◆ **Selected extract**:
Data Model: Legacy Sparse-Checkout Cleanup and Review-Lock Hardening

Mission: legacy-sparse-and-review-lock-hardening-01KP54ZW Phase: 1 (Design) Date: 2026-04-14

This mission is a bugfix / hardening mission against existing subsystems, not a new data product. The "data model" section therefore enumerates the structured types and on-disk artifacts introduced or modified by the mission.


New in-memory types

SparseCheckoutState

Module: src/specify_cli/git/sparse_checkout.py

Immutable result of the detection primitive (FR-001). All fields populated by inspecting the target path, its git config, and its worktree-local state.

@dataclass(frozen=True)
class SparseCheckoutState:
    """Result of probing a repository or worktree for sparse-checkout state."""
    path: Path                      # Probed path (repo root or worktree root)
    config_enabled: bool            # True iff `core.sparseCheckout` == "true" at that path
    pattern_file_path: Path | None  # Resolved path to sparse-checkout pattern file, if present
    pattern_file_present: bool      # True iff pattern_file_path exists on disk
    pattern_line_count: int         # Count of non-empty, non-comment lines in the pattern file (0 when absent)
    is_worktree: bool               # True iff the probed path is a linked worktree (not the primary)

    @property
    def is_active(self) -> bool:
        """Canonical "do I need to worry about this repo" signal."""
        return self.config_enabled

Invariants:

  • is_active == config_enabled (R6)

◆ **Tasks and exercises**:
(a) Reproduce the passage of the data model document from "Immutable result of" to "its worktree-local state." word for word.
(b) Condense the paragraph of the data model document that begins "This mission is a bugfix" into a single sentence that keeps its main facts.
(c) Carry the data model document forward from its final line, keeping its structure and formal technical style.

◆ **Entries provided**:

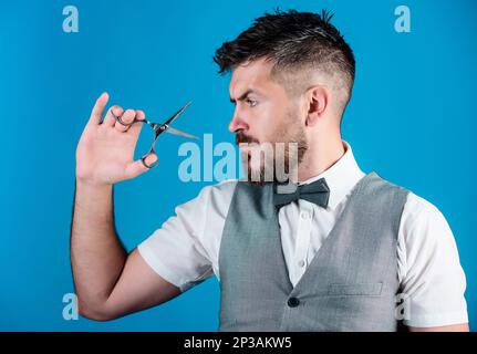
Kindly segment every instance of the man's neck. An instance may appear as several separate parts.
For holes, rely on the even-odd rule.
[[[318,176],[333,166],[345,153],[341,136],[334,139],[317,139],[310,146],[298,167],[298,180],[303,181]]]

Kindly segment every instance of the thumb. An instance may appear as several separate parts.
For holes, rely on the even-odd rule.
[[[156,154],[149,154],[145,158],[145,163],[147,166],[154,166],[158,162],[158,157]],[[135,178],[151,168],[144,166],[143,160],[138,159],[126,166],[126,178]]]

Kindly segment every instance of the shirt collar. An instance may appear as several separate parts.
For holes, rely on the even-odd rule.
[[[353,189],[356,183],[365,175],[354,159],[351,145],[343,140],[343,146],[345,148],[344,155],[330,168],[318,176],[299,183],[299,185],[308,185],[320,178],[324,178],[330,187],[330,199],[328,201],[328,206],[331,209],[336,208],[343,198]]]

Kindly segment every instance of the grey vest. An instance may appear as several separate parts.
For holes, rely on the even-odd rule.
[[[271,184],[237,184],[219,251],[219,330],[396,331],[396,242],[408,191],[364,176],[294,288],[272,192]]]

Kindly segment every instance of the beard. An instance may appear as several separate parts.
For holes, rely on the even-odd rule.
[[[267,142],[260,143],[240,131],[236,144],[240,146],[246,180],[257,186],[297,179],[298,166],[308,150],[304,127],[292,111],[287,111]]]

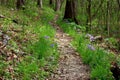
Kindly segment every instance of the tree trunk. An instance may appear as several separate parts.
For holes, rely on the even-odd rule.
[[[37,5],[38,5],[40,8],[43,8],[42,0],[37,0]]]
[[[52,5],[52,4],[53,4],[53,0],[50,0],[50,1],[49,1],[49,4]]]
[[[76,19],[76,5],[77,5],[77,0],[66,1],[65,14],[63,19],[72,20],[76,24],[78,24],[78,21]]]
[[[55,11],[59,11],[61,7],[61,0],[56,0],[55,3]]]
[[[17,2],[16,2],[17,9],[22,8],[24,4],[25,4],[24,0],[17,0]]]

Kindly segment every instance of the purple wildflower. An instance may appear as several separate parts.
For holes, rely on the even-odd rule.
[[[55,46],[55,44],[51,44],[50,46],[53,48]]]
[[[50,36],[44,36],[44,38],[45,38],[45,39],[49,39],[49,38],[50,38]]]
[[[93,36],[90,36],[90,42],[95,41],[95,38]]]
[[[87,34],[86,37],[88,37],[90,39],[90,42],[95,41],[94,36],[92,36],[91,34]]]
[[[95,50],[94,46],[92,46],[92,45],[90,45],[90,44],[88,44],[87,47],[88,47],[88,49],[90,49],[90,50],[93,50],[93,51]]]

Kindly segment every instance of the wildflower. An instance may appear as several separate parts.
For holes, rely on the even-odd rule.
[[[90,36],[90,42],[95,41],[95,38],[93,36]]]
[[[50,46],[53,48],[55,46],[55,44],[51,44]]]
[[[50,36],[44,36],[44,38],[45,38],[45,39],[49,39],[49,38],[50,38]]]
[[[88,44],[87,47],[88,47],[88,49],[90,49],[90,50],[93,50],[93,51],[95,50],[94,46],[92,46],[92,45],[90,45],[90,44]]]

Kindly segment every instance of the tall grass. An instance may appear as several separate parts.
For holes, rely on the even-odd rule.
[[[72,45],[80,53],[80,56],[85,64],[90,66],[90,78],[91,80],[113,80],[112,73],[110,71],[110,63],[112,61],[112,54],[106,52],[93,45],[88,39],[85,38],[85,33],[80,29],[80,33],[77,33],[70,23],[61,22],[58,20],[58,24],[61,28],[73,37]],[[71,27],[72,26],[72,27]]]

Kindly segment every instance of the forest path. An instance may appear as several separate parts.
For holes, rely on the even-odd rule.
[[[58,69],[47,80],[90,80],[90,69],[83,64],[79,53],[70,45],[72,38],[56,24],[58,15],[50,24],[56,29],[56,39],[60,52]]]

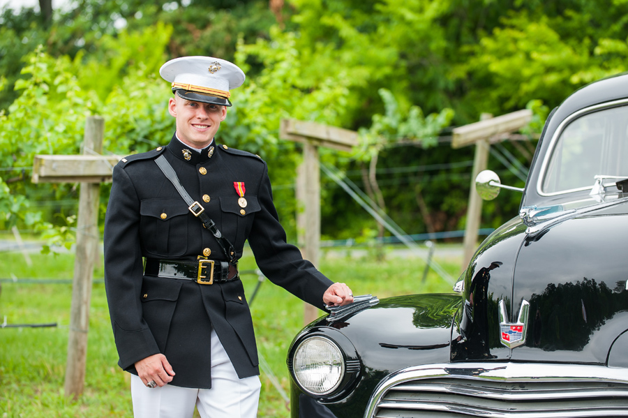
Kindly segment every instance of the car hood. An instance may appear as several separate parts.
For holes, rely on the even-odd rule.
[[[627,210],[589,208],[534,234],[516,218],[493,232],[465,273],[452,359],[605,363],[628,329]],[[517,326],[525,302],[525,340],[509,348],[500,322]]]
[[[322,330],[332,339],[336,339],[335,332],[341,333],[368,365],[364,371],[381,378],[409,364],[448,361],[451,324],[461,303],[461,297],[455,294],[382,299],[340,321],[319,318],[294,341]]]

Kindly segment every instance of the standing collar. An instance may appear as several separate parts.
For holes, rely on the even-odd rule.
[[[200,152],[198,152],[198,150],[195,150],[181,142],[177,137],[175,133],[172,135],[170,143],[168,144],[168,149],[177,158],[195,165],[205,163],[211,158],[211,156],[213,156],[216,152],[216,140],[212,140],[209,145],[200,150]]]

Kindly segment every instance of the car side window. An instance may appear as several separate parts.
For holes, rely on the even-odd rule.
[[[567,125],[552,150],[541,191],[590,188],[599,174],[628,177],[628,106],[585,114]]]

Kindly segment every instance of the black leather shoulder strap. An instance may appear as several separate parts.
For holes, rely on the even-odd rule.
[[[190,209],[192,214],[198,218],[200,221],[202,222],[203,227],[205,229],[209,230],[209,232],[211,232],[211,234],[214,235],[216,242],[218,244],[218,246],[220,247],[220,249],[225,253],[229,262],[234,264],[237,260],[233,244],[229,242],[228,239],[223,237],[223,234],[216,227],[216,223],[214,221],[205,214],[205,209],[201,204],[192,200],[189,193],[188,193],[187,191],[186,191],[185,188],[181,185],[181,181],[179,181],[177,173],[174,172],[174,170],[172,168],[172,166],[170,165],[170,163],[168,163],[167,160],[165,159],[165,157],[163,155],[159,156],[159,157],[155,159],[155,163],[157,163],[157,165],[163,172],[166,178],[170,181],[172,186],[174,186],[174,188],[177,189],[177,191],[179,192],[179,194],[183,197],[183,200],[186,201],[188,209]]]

◆ **Task results**:
(a)
Immutable result of the detection primitive (FR-001). All fields populated by inspecting the target path, its git config, and its worktree-local state.

(b) Because the mission fixes and hardens existing subsystems rather than building a new data product, its "data model" section lists the structured types and on-disk artifacts that the mission introduces or modifies.

(c)
  • pattern_file_present can be true even when config_enabled is false (abandoned pattern files are not themselves active sparse-checkout).
  • pattern_line_count >= 0 always.

SparseCheckoutScanReport

Module: src/specify_cli/git/sparse_checkout.py

Aggregate result of scanning the primary repo plus all lane worktrees beneath it.

@dataclass(frozen=True)
class SparseCheckoutScanReport:
    primary: SparseCheckoutState
    worktrees: tuple[SparseCheckoutState, ...]   # Ordered by worktree path; empty tuple if no .worktrees/*

    @property
    def any_active(self) -> bool:
        return self.primary.is_active or any(w.is_active for w in self.worktrees)

    @property
    def affected_paths(self) -> tuple[Path, ...]:
        hits = []
        if self.primary.is_active:
            hits.append(self.primary.path)
        hits.extend(w.path for w in self.worktrees if w.is_active)
        return tuple(hits)

SparseCheckoutRemediationResult

Module: src/specify_cli/git/sparse_checkout_remediation.py

Per-path outcome of the remediation action.

@dataclass(frozen=True)
class SparseCheckoutRemediationResult:
    path: Path
    success: bool
    steps_completed: tuple[str, ...]   # Ordered list of steps that succeeded, e.g. ("disable", "unset_config", "refresh", "verify_clean")
    error_step: str | None             # Name of the step that failed, if any
    error_detail: str | None           # Human-readable error from that step
    dirty_before_remediation: bool     # True iff the path had uncommitted tracked changes when remediation started

Aggregate:

@dataclass(frozen=True)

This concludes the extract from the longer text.